= Aim of the task =
Extract each line of the listing that contains the word "engine". Case counts.

= Material for this exercise =
* start *

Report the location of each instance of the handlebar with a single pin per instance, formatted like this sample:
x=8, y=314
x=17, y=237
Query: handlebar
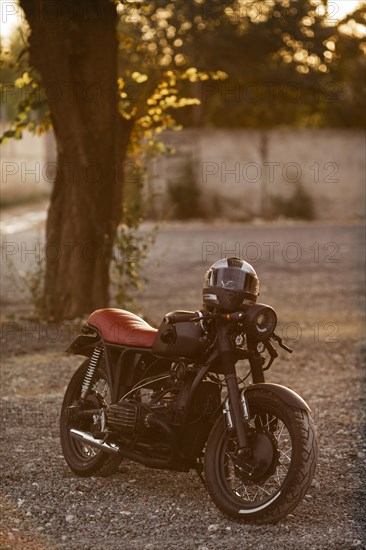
x=188, y=316
x=180, y=317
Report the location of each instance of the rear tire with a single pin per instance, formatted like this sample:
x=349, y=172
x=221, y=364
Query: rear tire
x=284, y=439
x=83, y=459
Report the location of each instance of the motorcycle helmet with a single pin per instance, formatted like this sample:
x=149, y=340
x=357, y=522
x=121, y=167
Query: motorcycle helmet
x=229, y=284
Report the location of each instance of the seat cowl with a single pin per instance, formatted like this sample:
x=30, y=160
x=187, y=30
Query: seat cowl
x=118, y=326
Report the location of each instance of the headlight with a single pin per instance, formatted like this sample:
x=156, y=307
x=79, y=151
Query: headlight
x=260, y=321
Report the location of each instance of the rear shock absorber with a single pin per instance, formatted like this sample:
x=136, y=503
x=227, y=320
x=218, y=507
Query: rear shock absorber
x=94, y=360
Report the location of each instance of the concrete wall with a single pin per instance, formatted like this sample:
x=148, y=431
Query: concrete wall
x=28, y=166
x=238, y=171
x=243, y=169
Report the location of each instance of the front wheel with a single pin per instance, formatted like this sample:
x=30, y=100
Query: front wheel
x=284, y=449
x=83, y=459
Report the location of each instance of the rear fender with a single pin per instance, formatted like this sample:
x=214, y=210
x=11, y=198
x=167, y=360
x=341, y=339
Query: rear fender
x=288, y=396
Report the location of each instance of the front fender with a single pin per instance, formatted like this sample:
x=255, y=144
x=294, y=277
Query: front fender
x=288, y=396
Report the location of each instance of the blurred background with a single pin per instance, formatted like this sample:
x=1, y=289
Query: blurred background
x=242, y=112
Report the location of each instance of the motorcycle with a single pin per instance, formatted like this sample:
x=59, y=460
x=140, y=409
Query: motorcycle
x=172, y=398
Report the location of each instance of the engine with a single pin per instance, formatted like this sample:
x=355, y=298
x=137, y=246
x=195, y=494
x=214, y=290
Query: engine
x=156, y=407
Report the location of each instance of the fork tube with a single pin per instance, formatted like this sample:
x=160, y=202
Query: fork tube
x=228, y=361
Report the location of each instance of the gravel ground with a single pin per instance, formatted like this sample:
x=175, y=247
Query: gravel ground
x=319, y=304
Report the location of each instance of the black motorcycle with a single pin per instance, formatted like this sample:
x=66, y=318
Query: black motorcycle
x=174, y=399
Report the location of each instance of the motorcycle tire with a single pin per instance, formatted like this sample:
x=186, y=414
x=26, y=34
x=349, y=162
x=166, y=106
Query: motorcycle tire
x=283, y=443
x=85, y=460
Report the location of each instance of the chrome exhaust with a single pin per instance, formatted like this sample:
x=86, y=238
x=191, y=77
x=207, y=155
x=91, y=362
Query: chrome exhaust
x=90, y=440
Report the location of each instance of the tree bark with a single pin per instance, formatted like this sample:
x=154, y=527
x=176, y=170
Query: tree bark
x=73, y=45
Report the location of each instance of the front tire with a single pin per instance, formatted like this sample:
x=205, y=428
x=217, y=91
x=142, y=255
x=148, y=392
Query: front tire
x=84, y=460
x=284, y=443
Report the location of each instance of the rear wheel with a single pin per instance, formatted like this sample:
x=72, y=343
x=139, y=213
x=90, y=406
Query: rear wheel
x=283, y=443
x=83, y=459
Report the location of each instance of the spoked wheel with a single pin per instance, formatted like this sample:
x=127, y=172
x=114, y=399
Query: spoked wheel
x=84, y=459
x=271, y=484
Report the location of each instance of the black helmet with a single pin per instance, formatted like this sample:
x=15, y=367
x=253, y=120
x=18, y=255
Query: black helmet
x=230, y=283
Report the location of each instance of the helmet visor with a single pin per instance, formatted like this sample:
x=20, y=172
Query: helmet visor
x=233, y=279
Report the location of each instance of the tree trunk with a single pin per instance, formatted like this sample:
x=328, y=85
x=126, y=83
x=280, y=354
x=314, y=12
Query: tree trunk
x=74, y=46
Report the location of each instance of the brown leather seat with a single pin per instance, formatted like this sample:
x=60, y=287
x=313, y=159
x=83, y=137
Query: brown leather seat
x=118, y=326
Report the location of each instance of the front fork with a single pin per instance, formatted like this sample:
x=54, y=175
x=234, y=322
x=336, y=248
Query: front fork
x=235, y=408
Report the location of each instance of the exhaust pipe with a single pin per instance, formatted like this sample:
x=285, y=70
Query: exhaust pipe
x=111, y=448
x=126, y=453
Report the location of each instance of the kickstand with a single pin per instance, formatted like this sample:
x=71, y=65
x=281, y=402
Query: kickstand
x=198, y=469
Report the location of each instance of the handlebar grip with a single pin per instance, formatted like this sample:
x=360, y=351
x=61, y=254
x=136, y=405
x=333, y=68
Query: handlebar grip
x=180, y=317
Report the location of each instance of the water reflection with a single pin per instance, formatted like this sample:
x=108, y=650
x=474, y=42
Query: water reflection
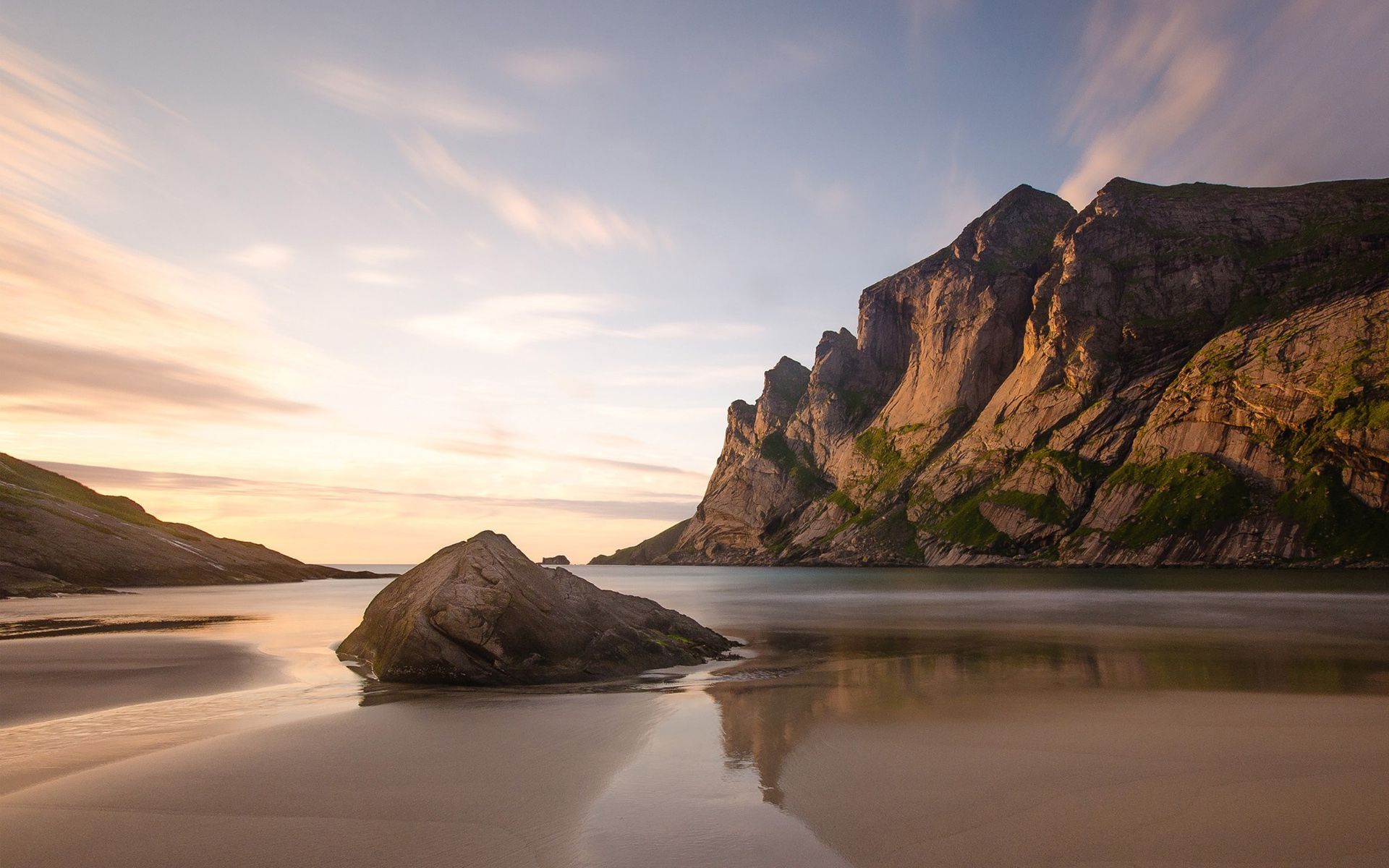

* end *

= Written solution =
Report the location of each instance of the engine with a single pin per instance, formatted like this sample:
Query: engine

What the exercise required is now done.